**WRITTEN EXERCISE:**
Copy out the records below word for word, from the start of the records through the line containing "point(64, 284)".

Rows from an object-pointing dataset:

• • •

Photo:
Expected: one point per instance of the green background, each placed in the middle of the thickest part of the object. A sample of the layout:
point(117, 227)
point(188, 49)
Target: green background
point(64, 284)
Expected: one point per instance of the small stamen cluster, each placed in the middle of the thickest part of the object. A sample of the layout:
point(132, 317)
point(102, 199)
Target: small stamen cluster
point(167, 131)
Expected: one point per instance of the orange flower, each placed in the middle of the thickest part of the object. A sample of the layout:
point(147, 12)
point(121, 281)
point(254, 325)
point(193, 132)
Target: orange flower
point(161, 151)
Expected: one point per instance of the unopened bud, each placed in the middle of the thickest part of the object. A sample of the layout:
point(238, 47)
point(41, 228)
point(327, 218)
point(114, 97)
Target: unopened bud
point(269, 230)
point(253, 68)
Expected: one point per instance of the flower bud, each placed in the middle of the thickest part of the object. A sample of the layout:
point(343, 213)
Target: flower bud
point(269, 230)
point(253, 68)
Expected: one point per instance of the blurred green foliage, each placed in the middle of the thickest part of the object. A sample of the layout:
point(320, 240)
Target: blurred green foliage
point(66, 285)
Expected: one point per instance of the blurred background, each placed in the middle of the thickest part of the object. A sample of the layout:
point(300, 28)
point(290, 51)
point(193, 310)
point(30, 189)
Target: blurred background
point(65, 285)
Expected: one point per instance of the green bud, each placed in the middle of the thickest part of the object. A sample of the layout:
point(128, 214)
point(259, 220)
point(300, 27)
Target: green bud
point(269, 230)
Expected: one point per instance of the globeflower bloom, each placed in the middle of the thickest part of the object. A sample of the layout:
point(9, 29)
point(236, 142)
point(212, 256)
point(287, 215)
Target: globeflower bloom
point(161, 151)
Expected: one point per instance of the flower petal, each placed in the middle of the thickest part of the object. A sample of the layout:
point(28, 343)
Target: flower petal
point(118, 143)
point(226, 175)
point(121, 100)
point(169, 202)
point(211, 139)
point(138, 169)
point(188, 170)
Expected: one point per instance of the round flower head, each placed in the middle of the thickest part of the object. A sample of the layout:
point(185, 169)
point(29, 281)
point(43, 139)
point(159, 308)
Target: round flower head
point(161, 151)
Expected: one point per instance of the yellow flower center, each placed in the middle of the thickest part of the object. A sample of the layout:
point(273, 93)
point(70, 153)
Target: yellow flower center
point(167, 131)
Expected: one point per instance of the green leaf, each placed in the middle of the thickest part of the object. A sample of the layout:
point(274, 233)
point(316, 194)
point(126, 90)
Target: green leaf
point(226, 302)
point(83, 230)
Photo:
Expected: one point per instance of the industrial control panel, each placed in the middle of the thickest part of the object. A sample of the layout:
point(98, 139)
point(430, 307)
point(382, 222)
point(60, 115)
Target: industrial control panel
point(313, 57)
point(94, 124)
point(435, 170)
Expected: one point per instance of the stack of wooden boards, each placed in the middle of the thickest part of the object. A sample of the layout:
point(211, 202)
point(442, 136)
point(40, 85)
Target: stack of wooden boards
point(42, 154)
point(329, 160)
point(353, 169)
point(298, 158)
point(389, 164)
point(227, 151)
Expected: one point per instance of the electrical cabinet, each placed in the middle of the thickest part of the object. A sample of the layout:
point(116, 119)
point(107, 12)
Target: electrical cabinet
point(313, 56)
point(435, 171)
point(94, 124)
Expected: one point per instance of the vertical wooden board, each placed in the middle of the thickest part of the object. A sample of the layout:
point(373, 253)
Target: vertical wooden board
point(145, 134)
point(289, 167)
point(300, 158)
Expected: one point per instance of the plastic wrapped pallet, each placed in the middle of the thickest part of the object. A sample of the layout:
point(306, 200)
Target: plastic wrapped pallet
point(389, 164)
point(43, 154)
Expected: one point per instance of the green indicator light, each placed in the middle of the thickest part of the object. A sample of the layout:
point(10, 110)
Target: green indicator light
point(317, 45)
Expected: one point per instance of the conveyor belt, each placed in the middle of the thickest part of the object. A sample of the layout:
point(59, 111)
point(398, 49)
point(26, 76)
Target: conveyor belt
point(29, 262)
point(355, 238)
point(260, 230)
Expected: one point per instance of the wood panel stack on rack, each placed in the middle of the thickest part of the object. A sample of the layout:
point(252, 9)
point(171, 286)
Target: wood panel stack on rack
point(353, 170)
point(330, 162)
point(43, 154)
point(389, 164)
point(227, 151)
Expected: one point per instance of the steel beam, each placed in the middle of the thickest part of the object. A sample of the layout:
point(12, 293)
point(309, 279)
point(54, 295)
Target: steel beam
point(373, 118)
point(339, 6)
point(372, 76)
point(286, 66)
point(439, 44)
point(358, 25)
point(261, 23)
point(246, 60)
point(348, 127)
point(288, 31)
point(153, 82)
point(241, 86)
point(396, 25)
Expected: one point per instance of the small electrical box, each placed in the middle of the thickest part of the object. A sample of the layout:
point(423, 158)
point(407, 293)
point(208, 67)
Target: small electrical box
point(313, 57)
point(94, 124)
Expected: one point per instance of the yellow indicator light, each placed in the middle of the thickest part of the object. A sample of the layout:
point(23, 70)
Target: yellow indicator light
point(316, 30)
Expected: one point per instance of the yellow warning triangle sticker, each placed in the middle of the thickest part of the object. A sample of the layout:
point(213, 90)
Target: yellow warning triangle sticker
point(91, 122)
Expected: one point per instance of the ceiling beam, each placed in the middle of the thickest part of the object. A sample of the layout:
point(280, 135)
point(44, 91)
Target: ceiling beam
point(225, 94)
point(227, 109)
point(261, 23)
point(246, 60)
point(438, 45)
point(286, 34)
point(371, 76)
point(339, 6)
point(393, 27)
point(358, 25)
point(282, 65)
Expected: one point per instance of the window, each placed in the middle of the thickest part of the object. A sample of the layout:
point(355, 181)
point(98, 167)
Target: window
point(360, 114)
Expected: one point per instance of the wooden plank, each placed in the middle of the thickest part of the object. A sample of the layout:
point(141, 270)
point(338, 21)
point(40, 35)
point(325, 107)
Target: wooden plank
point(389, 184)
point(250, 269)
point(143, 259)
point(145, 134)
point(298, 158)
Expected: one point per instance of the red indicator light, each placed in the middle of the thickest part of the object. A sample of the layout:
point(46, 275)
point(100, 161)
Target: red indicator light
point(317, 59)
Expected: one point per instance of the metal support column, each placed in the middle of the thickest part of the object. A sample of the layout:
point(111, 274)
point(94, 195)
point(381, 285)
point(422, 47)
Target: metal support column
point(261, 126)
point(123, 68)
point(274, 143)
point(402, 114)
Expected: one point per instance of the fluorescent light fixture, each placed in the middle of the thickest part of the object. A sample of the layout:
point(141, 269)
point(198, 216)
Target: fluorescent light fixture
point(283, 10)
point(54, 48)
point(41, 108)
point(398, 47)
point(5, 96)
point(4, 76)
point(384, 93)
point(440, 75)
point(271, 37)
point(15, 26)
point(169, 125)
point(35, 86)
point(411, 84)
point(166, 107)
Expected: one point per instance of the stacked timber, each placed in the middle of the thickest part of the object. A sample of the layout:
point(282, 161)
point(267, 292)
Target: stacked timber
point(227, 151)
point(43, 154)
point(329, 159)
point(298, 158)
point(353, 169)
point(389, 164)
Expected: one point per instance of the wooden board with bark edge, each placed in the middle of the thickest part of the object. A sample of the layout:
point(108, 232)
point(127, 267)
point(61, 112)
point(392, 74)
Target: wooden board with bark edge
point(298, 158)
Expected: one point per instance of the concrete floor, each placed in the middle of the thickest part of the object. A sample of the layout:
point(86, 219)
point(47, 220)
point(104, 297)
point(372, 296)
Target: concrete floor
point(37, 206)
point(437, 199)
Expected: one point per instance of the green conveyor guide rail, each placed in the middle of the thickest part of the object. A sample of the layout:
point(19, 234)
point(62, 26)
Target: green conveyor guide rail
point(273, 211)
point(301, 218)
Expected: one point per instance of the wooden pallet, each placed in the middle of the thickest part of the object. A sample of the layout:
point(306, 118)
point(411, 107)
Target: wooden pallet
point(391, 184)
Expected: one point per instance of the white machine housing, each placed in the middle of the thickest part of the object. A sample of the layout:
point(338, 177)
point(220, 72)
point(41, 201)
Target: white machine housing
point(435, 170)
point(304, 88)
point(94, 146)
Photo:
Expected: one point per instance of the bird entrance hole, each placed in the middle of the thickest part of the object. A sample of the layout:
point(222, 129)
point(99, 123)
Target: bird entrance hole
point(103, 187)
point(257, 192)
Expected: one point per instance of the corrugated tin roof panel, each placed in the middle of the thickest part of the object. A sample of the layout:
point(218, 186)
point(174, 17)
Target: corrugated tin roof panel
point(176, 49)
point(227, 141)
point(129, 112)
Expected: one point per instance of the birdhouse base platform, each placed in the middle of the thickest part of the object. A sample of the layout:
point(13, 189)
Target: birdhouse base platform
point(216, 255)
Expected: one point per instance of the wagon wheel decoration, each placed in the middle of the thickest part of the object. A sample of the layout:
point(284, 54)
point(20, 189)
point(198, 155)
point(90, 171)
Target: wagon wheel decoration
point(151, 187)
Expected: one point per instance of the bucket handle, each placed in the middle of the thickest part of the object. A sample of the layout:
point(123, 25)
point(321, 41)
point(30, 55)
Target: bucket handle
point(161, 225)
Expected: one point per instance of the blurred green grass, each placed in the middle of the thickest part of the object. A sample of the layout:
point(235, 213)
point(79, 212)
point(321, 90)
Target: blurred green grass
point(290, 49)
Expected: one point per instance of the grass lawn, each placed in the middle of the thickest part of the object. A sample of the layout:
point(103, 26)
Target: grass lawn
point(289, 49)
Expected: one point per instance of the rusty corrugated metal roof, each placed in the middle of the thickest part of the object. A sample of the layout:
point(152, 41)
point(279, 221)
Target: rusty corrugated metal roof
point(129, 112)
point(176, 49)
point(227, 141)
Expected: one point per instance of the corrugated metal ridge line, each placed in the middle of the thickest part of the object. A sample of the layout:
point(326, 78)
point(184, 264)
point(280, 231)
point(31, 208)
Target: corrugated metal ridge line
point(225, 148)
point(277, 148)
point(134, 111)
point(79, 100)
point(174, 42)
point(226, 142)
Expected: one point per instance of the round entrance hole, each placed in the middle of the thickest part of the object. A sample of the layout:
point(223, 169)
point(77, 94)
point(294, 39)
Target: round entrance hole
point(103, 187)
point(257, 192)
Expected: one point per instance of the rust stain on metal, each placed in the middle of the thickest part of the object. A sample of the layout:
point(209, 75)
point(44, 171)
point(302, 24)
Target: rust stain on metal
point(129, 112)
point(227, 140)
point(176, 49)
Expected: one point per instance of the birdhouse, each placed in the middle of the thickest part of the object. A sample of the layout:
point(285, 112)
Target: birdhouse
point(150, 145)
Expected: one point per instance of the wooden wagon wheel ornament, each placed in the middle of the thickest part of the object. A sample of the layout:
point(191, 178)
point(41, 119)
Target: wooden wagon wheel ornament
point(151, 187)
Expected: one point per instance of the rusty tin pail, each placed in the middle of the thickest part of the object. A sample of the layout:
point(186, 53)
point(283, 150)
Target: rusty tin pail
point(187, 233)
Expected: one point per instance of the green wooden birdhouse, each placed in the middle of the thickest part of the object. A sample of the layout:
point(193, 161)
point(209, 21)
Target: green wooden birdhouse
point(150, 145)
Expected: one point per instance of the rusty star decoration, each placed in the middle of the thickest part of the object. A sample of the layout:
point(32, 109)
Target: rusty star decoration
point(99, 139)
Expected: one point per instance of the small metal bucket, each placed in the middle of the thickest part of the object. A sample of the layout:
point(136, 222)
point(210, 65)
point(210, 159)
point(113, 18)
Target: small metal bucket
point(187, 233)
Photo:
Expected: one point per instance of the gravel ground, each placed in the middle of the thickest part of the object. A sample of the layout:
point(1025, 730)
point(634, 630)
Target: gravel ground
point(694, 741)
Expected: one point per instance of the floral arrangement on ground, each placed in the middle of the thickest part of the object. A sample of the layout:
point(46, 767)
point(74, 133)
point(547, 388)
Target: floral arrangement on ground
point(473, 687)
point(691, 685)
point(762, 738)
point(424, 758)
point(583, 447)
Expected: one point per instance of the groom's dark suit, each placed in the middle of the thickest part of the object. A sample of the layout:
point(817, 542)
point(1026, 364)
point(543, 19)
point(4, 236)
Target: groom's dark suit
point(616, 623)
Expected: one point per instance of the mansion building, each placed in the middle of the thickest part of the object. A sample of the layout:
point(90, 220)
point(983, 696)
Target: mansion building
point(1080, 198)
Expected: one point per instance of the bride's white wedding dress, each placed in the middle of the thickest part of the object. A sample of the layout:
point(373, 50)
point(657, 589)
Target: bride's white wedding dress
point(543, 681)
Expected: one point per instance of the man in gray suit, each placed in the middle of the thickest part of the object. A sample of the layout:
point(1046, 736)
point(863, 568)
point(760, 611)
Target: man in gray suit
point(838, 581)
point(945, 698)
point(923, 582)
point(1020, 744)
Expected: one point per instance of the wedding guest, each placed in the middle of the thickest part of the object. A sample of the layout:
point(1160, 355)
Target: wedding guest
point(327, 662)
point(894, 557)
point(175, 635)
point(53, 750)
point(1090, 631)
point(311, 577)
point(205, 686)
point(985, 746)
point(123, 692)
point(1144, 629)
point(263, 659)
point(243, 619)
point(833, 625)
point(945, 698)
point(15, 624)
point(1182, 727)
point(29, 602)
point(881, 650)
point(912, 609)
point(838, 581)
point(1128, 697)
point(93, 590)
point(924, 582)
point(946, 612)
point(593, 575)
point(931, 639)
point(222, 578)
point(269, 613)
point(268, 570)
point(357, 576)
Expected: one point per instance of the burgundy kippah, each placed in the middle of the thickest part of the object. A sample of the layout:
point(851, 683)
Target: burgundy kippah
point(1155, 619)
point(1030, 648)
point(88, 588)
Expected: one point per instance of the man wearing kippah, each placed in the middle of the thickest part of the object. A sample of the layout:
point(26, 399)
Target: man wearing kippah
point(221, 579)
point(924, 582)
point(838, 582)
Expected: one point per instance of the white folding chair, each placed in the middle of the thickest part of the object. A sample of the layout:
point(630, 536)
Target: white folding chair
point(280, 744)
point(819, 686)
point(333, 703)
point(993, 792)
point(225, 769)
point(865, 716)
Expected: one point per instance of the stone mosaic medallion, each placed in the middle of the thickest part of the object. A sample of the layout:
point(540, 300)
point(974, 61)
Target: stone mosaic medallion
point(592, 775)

• • •

**TASK RESPONSE:**
Photo:
Expected: one point per instance of the green background, each placed in the middle of the thickest part of the object. A sample of the layout:
point(117, 227)
point(188, 49)
Target: green background
point(64, 284)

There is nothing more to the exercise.